--- BEGIN ---

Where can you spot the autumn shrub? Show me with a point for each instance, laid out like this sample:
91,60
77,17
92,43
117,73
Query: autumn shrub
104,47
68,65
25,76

--- END ---

Write out every line from the records above, word for word.

> _FINISHED EXERCISE_:
Where can you spot the autumn shrub? Show me with a point for each instance, laid out like this sample:
91,60
77,17
92,43
117,73
Query: autumn shrub
104,47
68,65
25,76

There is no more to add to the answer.